What you will do:
Exclude images; transcribe the rest of the data exactly.

Input for this task:

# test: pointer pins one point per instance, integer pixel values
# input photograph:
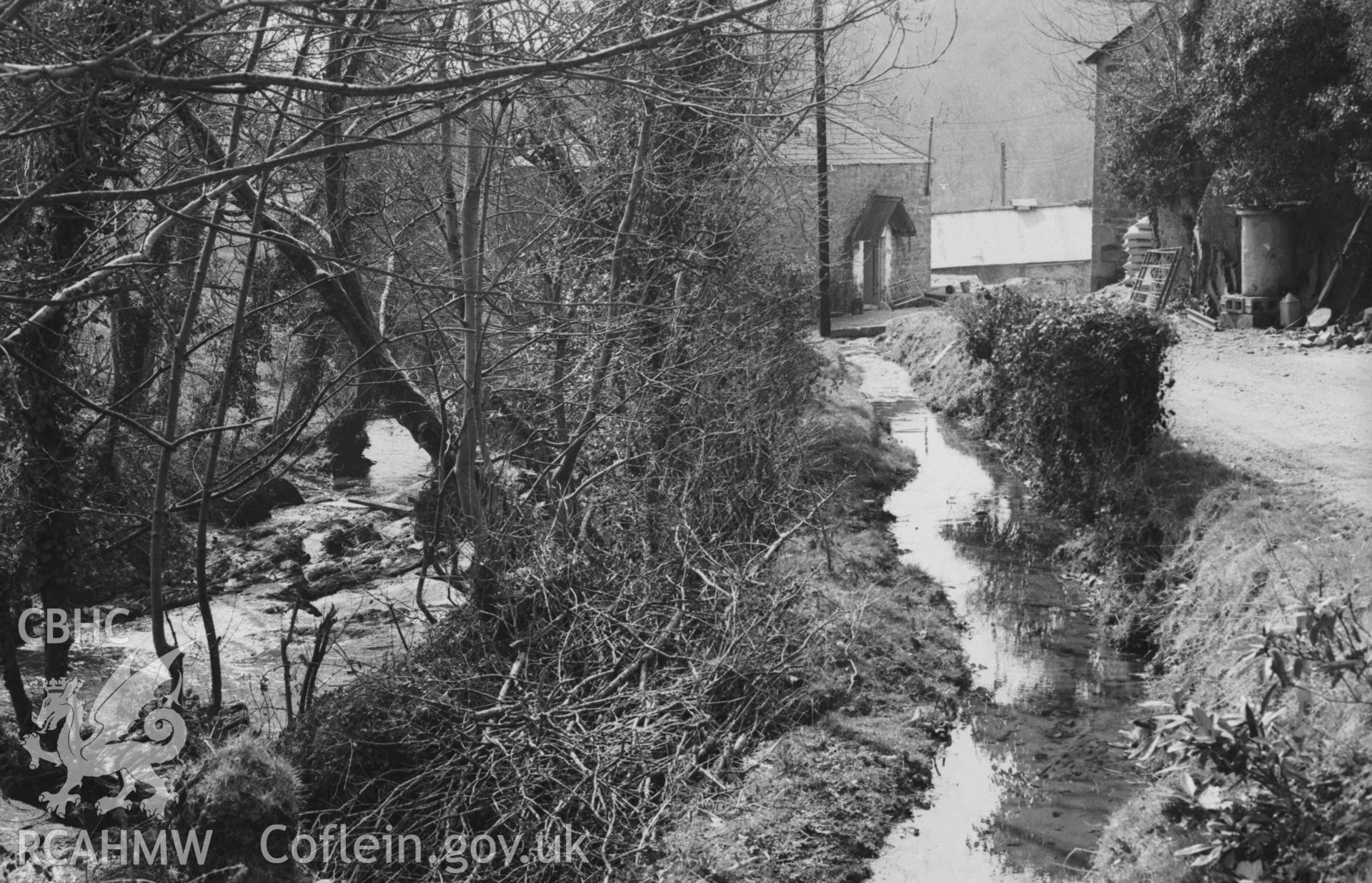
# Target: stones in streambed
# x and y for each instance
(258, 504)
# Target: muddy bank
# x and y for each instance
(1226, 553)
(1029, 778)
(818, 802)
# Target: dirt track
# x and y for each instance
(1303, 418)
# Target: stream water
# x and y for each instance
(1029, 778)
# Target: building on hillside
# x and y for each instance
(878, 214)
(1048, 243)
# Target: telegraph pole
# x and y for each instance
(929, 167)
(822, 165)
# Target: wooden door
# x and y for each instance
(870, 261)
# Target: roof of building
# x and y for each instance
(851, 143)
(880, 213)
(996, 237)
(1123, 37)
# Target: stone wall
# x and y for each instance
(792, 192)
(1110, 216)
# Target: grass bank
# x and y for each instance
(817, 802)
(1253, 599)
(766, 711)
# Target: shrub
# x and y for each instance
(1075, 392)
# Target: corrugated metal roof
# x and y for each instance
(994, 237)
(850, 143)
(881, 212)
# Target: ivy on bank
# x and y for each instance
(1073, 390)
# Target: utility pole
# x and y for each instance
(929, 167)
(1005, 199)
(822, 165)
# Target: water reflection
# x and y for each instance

Written answer:
# test: pointer pins one point per instance, integer pixel values
# input photograph:
# Target: stones in streambed
# x and y for each instance
(258, 504)
# Target: muddy bank
# x and y for each instance
(1226, 553)
(1029, 778)
(818, 802)
# Target: dirt track
# x and y for each instance
(1303, 418)
# Target: stream water
# x and y for each instance
(1029, 778)
# Target: building on hillside
# x and y for each instance
(878, 214)
(1048, 243)
# Target: telegraph pole
# x and y for each instance
(929, 167)
(822, 165)
# Target: wooden door
# x and y for each instance
(870, 261)
# Target: roof of building
# x and y for each instance
(851, 143)
(880, 213)
(996, 237)
(1123, 37)
# Target: stone wall
# x and y for each instance
(792, 192)
(1110, 216)
# Target: grass bank
# x and y for each instance
(817, 802)
(1253, 599)
(766, 711)
# Target: shrub
# x and y for each instance
(1075, 392)
# Target: corrugated metal roof
# x and y for each instance
(994, 237)
(850, 143)
(881, 212)
# Target: ivy on bank
# x and y for each instance
(1073, 390)
# Target: utility pole
# x and y for each instance
(929, 167)
(1005, 199)
(822, 165)
# Target: water reflection
# x and y for each instance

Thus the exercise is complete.